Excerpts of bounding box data
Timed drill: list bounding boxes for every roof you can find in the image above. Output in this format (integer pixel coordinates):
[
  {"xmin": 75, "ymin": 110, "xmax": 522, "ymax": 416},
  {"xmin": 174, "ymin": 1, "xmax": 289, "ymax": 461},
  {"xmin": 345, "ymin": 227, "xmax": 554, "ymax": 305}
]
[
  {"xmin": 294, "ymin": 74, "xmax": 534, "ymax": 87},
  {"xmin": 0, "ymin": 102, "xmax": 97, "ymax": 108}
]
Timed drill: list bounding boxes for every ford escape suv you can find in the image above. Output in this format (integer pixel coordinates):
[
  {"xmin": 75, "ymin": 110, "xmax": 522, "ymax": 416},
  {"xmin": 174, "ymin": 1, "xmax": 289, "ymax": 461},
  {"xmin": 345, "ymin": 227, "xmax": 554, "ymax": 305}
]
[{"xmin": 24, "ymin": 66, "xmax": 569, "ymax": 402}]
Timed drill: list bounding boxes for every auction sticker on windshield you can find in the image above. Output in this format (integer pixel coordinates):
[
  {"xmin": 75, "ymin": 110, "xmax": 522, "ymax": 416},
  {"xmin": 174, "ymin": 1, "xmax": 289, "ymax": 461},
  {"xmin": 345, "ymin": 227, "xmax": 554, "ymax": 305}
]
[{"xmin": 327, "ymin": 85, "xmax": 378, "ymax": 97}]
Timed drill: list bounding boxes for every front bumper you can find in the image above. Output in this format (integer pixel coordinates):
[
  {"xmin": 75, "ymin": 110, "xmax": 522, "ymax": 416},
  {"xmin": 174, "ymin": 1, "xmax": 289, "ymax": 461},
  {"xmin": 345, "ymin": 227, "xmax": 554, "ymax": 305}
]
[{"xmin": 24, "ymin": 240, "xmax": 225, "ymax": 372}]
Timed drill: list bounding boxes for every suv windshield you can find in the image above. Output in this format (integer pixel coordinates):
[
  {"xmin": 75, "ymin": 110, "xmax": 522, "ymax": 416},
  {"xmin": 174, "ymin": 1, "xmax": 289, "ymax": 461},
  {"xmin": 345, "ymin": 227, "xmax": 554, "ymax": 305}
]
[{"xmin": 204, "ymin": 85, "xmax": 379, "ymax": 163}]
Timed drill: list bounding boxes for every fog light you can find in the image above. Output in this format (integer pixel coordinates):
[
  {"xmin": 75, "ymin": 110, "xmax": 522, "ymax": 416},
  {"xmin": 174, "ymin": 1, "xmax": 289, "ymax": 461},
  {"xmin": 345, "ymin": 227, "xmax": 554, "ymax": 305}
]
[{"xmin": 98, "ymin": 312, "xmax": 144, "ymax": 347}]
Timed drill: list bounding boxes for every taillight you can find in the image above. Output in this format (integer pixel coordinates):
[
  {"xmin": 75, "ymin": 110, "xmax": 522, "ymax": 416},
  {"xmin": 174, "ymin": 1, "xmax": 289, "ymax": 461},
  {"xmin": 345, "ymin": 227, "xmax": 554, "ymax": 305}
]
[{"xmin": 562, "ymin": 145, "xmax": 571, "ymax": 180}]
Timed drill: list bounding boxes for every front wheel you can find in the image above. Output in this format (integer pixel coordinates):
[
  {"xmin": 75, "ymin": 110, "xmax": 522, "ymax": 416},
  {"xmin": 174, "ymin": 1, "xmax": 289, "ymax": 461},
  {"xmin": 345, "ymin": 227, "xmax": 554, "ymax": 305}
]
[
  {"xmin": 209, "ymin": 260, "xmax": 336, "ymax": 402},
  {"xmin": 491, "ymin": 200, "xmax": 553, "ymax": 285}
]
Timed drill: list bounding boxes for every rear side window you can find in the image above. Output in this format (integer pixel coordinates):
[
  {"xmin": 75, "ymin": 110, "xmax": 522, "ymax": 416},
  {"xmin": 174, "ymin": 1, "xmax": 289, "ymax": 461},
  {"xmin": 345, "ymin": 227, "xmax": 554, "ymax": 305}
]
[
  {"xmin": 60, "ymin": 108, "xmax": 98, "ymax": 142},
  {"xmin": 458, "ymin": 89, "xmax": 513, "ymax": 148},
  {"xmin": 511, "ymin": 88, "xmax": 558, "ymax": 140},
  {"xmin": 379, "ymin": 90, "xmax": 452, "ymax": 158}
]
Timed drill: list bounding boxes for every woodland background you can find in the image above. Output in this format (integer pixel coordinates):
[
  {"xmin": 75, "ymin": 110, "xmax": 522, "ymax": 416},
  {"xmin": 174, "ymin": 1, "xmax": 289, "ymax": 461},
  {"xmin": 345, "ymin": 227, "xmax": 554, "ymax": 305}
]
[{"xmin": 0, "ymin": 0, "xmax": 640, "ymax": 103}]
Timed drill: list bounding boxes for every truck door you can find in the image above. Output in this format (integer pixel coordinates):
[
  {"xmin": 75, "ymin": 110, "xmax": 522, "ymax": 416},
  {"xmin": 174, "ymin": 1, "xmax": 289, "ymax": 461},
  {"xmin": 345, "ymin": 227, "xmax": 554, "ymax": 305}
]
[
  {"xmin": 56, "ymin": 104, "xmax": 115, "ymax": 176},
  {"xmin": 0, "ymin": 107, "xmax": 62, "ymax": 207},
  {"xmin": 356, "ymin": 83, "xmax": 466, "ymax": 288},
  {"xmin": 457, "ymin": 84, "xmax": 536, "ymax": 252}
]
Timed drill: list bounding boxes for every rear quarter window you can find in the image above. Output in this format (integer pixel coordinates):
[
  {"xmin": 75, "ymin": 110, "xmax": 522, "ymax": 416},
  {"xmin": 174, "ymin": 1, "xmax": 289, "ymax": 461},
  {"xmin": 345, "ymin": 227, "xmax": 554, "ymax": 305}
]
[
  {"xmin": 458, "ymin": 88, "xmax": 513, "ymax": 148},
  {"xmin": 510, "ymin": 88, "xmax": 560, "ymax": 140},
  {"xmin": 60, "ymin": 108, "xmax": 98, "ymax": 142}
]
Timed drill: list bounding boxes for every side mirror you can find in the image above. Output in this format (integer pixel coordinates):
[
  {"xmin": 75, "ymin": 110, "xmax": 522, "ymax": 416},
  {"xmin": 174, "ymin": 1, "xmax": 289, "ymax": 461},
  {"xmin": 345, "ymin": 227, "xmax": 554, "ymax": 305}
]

=== WRITTEN EXERCISE ===
Scale every line from the one containing "Timed drill: list bounding boxes for every woodland" through the end of the records, inclusive, and rewrite them in full with the requests included. Multiply each bounding box coordinate in the answers by 1.5 and round to whole numbers with halves rounded up, but leave the coordinates in the requests and their format samples unchanged.

=== PROBLEM SOLUTION ===
Timed drill: list bounding boxes for every woodland background you can find in the image above. Output in this format (integer pixel coordinates):
[
  {"xmin": 75, "ymin": 110, "xmax": 522, "ymax": 416},
  {"xmin": 174, "ymin": 1, "xmax": 289, "ymax": 461},
  {"xmin": 345, "ymin": 227, "xmax": 554, "ymax": 305}
]
[{"xmin": 0, "ymin": 0, "xmax": 960, "ymax": 155}]
Timed drill: list bounding boxes for every truck door you can find in the image above. Output in this format (integer pixel coordinates):
[
  {"xmin": 75, "ymin": 110, "xmax": 522, "ymax": 416},
  {"xmin": 174, "ymin": 1, "xmax": 289, "ymax": 461},
  {"xmin": 345, "ymin": 227, "xmax": 554, "ymax": 305}
]
[
  {"xmin": 84, "ymin": 156, "xmax": 173, "ymax": 264},
  {"xmin": 0, "ymin": 161, "xmax": 93, "ymax": 311},
  {"xmin": 534, "ymin": 125, "xmax": 699, "ymax": 432},
  {"xmin": 686, "ymin": 126, "xmax": 804, "ymax": 378}
]
Timed drill: list bounding boxes for every rear quarter window you can find in the image above. Output in this format (integer pixel coordinates):
[
  {"xmin": 75, "ymin": 110, "xmax": 522, "ymax": 416},
  {"xmin": 174, "ymin": 1, "xmax": 289, "ymax": 461},
  {"xmin": 345, "ymin": 227, "xmax": 554, "ymax": 305}
]
[
  {"xmin": 687, "ymin": 132, "xmax": 770, "ymax": 222},
  {"xmin": 765, "ymin": 132, "xmax": 840, "ymax": 210},
  {"xmin": 90, "ymin": 162, "xmax": 147, "ymax": 213}
]
Timed drill: list bounding boxes for every side mirror you can find in the image above. Output in this format (integer pixel coordinates):
[
  {"xmin": 75, "ymin": 110, "xmax": 522, "ymax": 416},
  {"xmin": 174, "ymin": 1, "xmax": 289, "ymax": 461},
  {"xmin": 345, "ymin": 227, "xmax": 554, "ymax": 305}
]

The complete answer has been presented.